Task goal: When you print the records below, keep every word exact and leave out the images.

*** Opening of Entries shown ***

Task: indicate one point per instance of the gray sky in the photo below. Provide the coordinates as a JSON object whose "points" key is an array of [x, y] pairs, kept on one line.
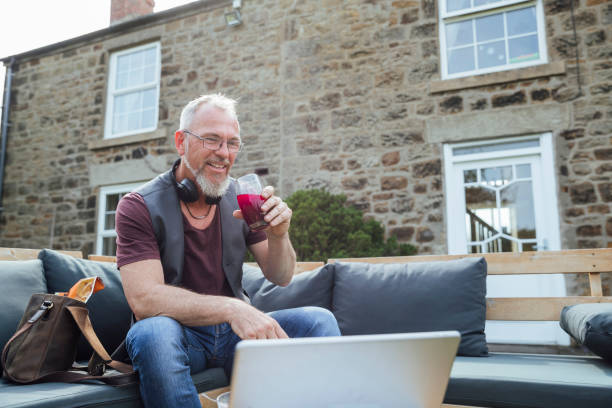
{"points": [[29, 24]]}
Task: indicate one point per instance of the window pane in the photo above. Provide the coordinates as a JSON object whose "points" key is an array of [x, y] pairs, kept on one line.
{"points": [[132, 102], [483, 2], [517, 200], [148, 118], [523, 49], [150, 56], [122, 78], [123, 63], [137, 109], [490, 27], [133, 120], [109, 246], [109, 221], [522, 21], [481, 213], [530, 246], [149, 74], [474, 249], [111, 202], [470, 176], [461, 60], [502, 244], [454, 5], [491, 54], [497, 147], [459, 34], [120, 124], [136, 77], [137, 59], [148, 98], [496, 176], [523, 171]]}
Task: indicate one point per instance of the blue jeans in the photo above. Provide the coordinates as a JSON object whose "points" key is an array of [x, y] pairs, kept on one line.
{"points": [[165, 353]]}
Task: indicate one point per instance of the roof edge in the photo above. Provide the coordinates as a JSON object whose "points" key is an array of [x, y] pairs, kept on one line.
{"points": [[166, 15]]}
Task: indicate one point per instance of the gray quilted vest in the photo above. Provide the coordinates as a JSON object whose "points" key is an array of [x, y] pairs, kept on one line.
{"points": [[163, 204]]}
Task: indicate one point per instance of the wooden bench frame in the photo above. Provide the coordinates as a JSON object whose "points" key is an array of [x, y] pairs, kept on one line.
{"points": [[592, 262]]}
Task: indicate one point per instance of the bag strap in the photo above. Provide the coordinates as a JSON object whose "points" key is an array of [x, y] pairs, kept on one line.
{"points": [[81, 317], [27, 326]]}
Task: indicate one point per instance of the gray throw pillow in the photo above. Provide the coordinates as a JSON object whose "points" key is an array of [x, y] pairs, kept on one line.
{"points": [[108, 309], [590, 324], [414, 297], [310, 288], [19, 280]]}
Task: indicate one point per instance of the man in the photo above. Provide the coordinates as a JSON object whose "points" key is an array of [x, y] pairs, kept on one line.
{"points": [[181, 241]]}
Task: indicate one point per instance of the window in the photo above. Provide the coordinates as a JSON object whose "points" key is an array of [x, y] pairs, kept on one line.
{"points": [[481, 36], [133, 91], [501, 196], [109, 198]]}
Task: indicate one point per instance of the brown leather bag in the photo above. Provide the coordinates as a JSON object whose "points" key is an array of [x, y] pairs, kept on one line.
{"points": [[44, 346]]}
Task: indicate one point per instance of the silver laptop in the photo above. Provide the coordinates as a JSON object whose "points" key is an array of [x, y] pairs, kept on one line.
{"points": [[370, 371]]}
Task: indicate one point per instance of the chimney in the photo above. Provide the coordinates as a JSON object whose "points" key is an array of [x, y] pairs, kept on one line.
{"points": [[123, 10]]}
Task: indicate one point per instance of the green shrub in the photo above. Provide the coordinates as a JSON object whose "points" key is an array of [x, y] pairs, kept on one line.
{"points": [[323, 227]]}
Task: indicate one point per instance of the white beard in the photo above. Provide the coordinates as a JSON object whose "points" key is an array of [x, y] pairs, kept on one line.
{"points": [[209, 188]]}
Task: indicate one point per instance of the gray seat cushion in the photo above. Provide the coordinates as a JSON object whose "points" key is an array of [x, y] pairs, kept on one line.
{"points": [[590, 324], [529, 380], [62, 395], [413, 297], [19, 280], [108, 308]]}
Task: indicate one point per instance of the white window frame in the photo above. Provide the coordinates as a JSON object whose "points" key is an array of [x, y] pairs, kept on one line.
{"points": [[445, 17], [104, 192], [111, 93], [548, 236], [455, 230]]}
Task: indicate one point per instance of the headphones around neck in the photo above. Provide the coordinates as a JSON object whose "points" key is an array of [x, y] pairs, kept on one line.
{"points": [[187, 191]]}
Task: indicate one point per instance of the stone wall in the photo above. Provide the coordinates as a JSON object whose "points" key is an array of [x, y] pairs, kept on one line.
{"points": [[333, 94]]}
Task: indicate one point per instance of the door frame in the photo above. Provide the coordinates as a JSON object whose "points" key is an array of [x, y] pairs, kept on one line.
{"points": [[545, 182]]}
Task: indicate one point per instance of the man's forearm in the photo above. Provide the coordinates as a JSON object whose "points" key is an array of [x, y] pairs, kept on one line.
{"points": [[188, 308], [280, 262]]}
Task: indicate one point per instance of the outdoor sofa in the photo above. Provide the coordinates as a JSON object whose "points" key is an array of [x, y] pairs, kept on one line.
{"points": [[374, 295]]}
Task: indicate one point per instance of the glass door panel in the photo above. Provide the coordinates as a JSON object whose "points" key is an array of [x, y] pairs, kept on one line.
{"points": [[500, 201]]}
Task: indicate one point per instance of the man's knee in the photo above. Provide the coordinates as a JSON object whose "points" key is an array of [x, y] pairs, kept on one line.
{"points": [[323, 321], [153, 335], [309, 321]]}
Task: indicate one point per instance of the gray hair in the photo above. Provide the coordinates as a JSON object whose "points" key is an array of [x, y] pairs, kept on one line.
{"points": [[217, 100]]}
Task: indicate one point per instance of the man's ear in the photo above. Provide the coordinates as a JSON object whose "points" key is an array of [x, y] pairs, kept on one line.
{"points": [[179, 142]]}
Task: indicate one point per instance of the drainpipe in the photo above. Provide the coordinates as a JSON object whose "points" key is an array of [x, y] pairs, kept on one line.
{"points": [[5, 112]]}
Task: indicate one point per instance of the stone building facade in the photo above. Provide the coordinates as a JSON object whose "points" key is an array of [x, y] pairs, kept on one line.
{"points": [[343, 95]]}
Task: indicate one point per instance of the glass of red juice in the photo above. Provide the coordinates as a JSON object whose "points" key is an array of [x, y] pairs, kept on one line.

*** Close of Entries shown ***

Result of the exercise:
Task: indicate one point per instance of the gray sky in the photo below. Provide the coordinates as a JSON object whose "points" key is an array of [x, y] pairs, kept on one line.
{"points": [[29, 24]]}
Task: indicate one point per instance of the window pane in the photo above. Provide the coordinates as a JSON object whose "points" key is an array of [x, y] pairs, kept on one line.
{"points": [[132, 102], [483, 2], [517, 200], [148, 118], [523, 49], [150, 56], [122, 78], [123, 63], [137, 109], [490, 27], [133, 120], [109, 246], [109, 221], [522, 21], [481, 213], [530, 246], [149, 74], [474, 249], [111, 202], [470, 176], [461, 60], [502, 244], [454, 5], [491, 54], [497, 147], [459, 34], [120, 124], [136, 77], [137, 59], [148, 98], [496, 176], [523, 171]]}
Task: indicate one point per instance of the blue jeans in the photo above. Provide the coordinates as a JSON object whose "points" key is an array of [x, y] pairs, kept on one line.
{"points": [[165, 353]]}
Task: indicate one point per instance of the roof edge in the photo above. Provide the coordinates as a JSON object whose "points" key is an array of [x, y] pairs, kept on one line.
{"points": [[166, 15]]}
Task: indicate one point per instance of the gray quilted vest in the photo above. Provide the coordinates as a JSON object whose "points" key is an array of [x, y] pairs, kept on one line.
{"points": [[163, 204]]}
Task: indicate one point per instance of the wooden bench frame in the photo above. Provide the coordinates as a JSON object whose "points" key is an array of [x, y] pairs, kept on one line.
{"points": [[592, 262]]}
Task: indicate one point per instance of the bag strap in the photo above. Provide the coordinates as a JSON object whose "points" key is an array of [x, y] pairs, kept on one line.
{"points": [[81, 317], [27, 326]]}
Task: indicate one point per instance of the gray throw pillow in the photo above. Provide the coordinates as a JSON object whose "points" key is an array of [x, y] pairs, kept on one line.
{"points": [[108, 309], [590, 324], [414, 297], [310, 288], [19, 280]]}
Task: indicate one point per instance of the man in the photo above. Provide the coordinates as a JSON object whose "points" key is an array of [x, y] pairs, kept on one line.
{"points": [[181, 241]]}
Task: indicate one point per instance of the window in the photo above. Provide the coordinates as a JSON object whose "points" key is an array of [x, y] pairs, kept on one line.
{"points": [[481, 36], [133, 91], [501, 196], [109, 198]]}
Task: indicate one point per instance of the brown leather bag in the photo above. Provide the coordinates as a JSON object whose "points" key is an array of [x, y] pairs, kept on one line.
{"points": [[44, 346]]}
Task: indicate one point per instance of the silver laptop in the photo above. Provide the coordinates as a JSON object whose "points" key is an array of [x, y] pairs, kept on one line.
{"points": [[370, 371]]}
Task: indicate one point per instance of the chimney in the photo above. Provide the coordinates as a JSON object whose "points" key is an array of [x, y] pairs, kept on one line.
{"points": [[123, 10]]}
Task: indicate one point per instance of the green shrub in the photo above. Provide the coordinates as a JSON object whose "points" key is an array of [x, y] pairs, kept on one line.
{"points": [[323, 227]]}
Task: indicate one point per instance of the white beard in the photo above. Provide the coordinates as a JSON object whose "points" key is an array of [x, y] pairs, kept on one line.
{"points": [[209, 188]]}
Task: indicate one point per instance of the gray seat cushion in the photo above. Provide the coordinates as a JSON object whose "points" key is an array of [x, y] pairs, kept on one line.
{"points": [[590, 324], [529, 380], [62, 395], [413, 297], [19, 280], [108, 308]]}
Task: indicate one point per instance of the white window frame in the photo above. Provide the coordinates as a JSON object whose "points" key is an array of [x, y] pairs, kept on one line.
{"points": [[445, 17], [104, 192], [111, 93], [548, 236], [455, 230]]}
Task: indicate one point per instance of the headphones around neck in the photo above. Provide the coordinates as a JSON object whose "points" key is an array of [x, y] pairs, kept on one line.
{"points": [[187, 191]]}
Task: indicate one point per instance of the stone wall in the photo above. Provide the coordinates as a JSON object whose "points" key is an array of [x, y] pairs, kept on one line.
{"points": [[333, 94]]}
Task: indicate one point per instance of the door frame in the photo above. Provide the coordinates as a JSON object whose "points" key is an array of [x, y] pairs, kept on one line.
{"points": [[545, 182]]}
Task: indicate one point per instance of the man's forearm in the photo above. Provide the coordinates as a JSON object whose "points" key is an array of [x, y] pairs, kept on one line.
{"points": [[188, 308], [280, 262]]}
Task: indicate one point per instance of the outdoor sofa in the photo above. Provide the coordinates as a JSON object whose "points" key is an array of [x, y] pairs, kept on one line.
{"points": [[374, 295]]}
Task: indicate one point per instance of the glass door panel in the photo above. Provide the coordinates as a JSON object whose "points" key is an array of [x, y] pairs, kept on one line.
{"points": [[500, 201]]}
Task: indicate one point per instance of the man's knee in the photo above. Provide the coordinates as a JSON object whose "points" key is an array of [x, y] pairs, kept on one line.
{"points": [[323, 321], [153, 335], [309, 321]]}
Task: indicate one point per instance of the gray hair in the photo above. Provide the coordinates as a JSON object whose "points" key is an array of [x, y] pairs, kept on one line.
{"points": [[217, 100]]}
Task: indicate one point per instance of the man's ear in the photo above. Provide the coordinates as a JSON object whose "points" key is an array of [x, y] pairs, kept on one line.
{"points": [[179, 142]]}
Task: indicate one point per instance of the drainpipe in the photo above. Provide the coordinates as a JSON object whose "points" key is an array of [x, y] pairs, kept on one line.
{"points": [[5, 112]]}
Task: indicate one point per instance of the stone building facade in the photo above. Provide the coordinates as a JSON object whose "points" key is an array of [x, y] pairs, kept on one line.
{"points": [[343, 95]]}
Task: indicate one point per instance of the glass of red juice in the photo above. Provide the coordinates as a JSON object whose "points" key is an array of [x, y] pairs, kept on one line.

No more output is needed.